### TASK TO COMPLETE
What is wanted is every record, duplicated word for word.

[Records from a dataset]

╔══

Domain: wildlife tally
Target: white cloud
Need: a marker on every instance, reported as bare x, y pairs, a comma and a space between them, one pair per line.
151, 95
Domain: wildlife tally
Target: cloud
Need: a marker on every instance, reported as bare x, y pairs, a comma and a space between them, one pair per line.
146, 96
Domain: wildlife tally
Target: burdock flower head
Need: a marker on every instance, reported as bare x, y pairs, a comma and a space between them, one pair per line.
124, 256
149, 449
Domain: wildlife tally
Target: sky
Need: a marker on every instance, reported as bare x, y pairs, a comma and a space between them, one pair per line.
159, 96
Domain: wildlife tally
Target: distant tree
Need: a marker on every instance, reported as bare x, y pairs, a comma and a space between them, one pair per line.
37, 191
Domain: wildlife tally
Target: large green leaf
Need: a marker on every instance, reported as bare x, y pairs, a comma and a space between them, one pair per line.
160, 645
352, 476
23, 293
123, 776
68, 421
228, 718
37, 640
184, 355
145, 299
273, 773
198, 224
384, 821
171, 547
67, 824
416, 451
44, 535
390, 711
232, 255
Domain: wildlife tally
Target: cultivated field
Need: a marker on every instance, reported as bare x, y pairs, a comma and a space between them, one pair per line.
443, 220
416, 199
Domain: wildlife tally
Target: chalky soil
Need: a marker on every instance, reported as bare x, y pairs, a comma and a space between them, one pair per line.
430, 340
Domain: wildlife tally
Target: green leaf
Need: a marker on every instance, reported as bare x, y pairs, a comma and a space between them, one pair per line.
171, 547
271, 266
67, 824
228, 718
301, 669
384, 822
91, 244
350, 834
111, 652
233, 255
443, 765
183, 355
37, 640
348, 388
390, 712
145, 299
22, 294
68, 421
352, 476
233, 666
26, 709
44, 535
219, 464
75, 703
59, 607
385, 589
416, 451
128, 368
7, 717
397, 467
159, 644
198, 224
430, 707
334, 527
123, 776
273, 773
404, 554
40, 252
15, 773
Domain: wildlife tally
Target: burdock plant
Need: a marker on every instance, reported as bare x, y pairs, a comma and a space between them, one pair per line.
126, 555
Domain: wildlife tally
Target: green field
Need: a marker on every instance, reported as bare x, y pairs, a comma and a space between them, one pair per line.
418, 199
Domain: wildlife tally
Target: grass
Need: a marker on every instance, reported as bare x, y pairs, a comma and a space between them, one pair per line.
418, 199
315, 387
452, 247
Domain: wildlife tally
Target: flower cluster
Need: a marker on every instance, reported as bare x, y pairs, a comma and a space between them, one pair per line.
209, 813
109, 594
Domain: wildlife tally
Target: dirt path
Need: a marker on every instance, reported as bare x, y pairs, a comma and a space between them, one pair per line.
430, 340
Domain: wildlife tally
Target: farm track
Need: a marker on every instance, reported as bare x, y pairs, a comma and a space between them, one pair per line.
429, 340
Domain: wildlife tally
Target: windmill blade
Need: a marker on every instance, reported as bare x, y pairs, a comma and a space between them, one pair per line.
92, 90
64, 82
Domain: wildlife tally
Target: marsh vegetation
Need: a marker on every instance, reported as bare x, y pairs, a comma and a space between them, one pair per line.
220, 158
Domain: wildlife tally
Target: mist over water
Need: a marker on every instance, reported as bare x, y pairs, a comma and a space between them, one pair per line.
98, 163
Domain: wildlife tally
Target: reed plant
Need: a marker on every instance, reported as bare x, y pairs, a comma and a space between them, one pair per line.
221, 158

╚══

### EXERCISE SOLUTION
Domain: wildlife tally
Target: white cloud
Need: a marker on every instance, reported as bare x, y pairs, a comma and a space between them, one pair per line.
151, 95
Domain: wildlife tally
Target: cloud
Need: a marker on every instance, reported as bare x, y pairs, a comma and a space between them, one pair per line.
146, 96
Domain: wildlife tally
Target: burdock flower head
Need: a marker on every instance, reported as bare x, y pairs, a comma and a space between them, one pair per line.
124, 256
149, 449
Domain: wildlife tally
Target: sky
Need: a marker on every instance, reported as bare x, y pairs, a comma and a space between them, one pair per line.
159, 96
Domain: wildlife tally
Target: distant tree
Need: a marker on every instance, reported as bare x, y pairs, a comma and a space between them, one pair per line.
37, 191
Domain: wildlife tally
Target: large green leaf
Need: a marker on every instance, reported as bare x, y pairs, a comma and a space between them, one pair per line.
160, 645
352, 476
23, 293
123, 776
68, 421
228, 718
37, 640
184, 355
145, 299
273, 773
198, 224
384, 821
171, 547
67, 824
416, 451
44, 535
390, 711
232, 255
Domain: wildlife tally
Target: cultivated field
Need: a marker on every instance, reported as bare x, y pairs, a comma and a space between them, one pair per line.
443, 220
416, 199
Domain: wildlife tally
Target: chalky soil
Need: a marker on every instance, reported as bare x, y pairs, a comma and a space between them, one pair per line.
430, 340
Domain: wildlife tally
Target: green leaf
Need: a marker on every instance, reported as bare x, y pairs, a comma and a space between them, one pair per line.
171, 547
271, 266
67, 824
228, 718
301, 669
384, 822
91, 244
350, 834
111, 652
233, 255
443, 765
183, 355
37, 640
348, 388
390, 712
145, 299
22, 294
68, 421
352, 476
233, 666
26, 709
44, 535
219, 464
75, 703
59, 607
385, 589
416, 451
128, 368
7, 717
397, 467
159, 644
198, 224
430, 707
334, 527
123, 776
273, 773
404, 554
40, 252
15, 773
Domain: wildlife tally
Target: burdock plant
Need: a marker on every instance, reported as bare x, y pairs, a comma and a space between them, one pair per line.
126, 555
Domain: wildlife tally
Target: green field
Need: a marker on every instance, reported as bare x, y pairs, a comma and a space between them, one pair per line.
418, 199
Domain: wildlife tally
Target: grass
Need: a marker on every instance, reported as bare x, y pairs, a comma and a space between them, one pair per line.
418, 199
315, 387
452, 247
Domain: wildlife tally
Target: flower cluster
Need: a marker on every instance, reported as bare x, y pairs, a comma and a space between them, one pair per line.
209, 813
109, 594
Domain: wildlife tally
Target: dirt path
Need: a marker on every instance, reported as bare x, y pairs, a comma and a space between them, one pair per line.
430, 340
Domain: wildlife tally
Target: farm track
Need: a marker on every instance, reported as bare x, y pairs, a comma and a space between them, one pair per line.
429, 340
Domain: wildlife tally
Target: windmill blade
Need: a marker on every instance, reported as bare x, y pairs, a comma and a space between them, one pair per line.
92, 90
64, 82
Domain: wildlife tally
Target: marsh vegetation
Need: a marker on every instance, reported as bare x, y pairs, a comma and a space between them, one pair per line.
220, 158
Domain: wildlife tally
Target: mist over water
Need: a marker on every instance, reported as bare x, y pairs, a comma and a space between them, one pair per line.
98, 163
Domain: wildlife tally
Target: reed plant
Need: a marker on every instance, reported as bare x, y pairs, a comma and a space between them, one pair per line.
221, 158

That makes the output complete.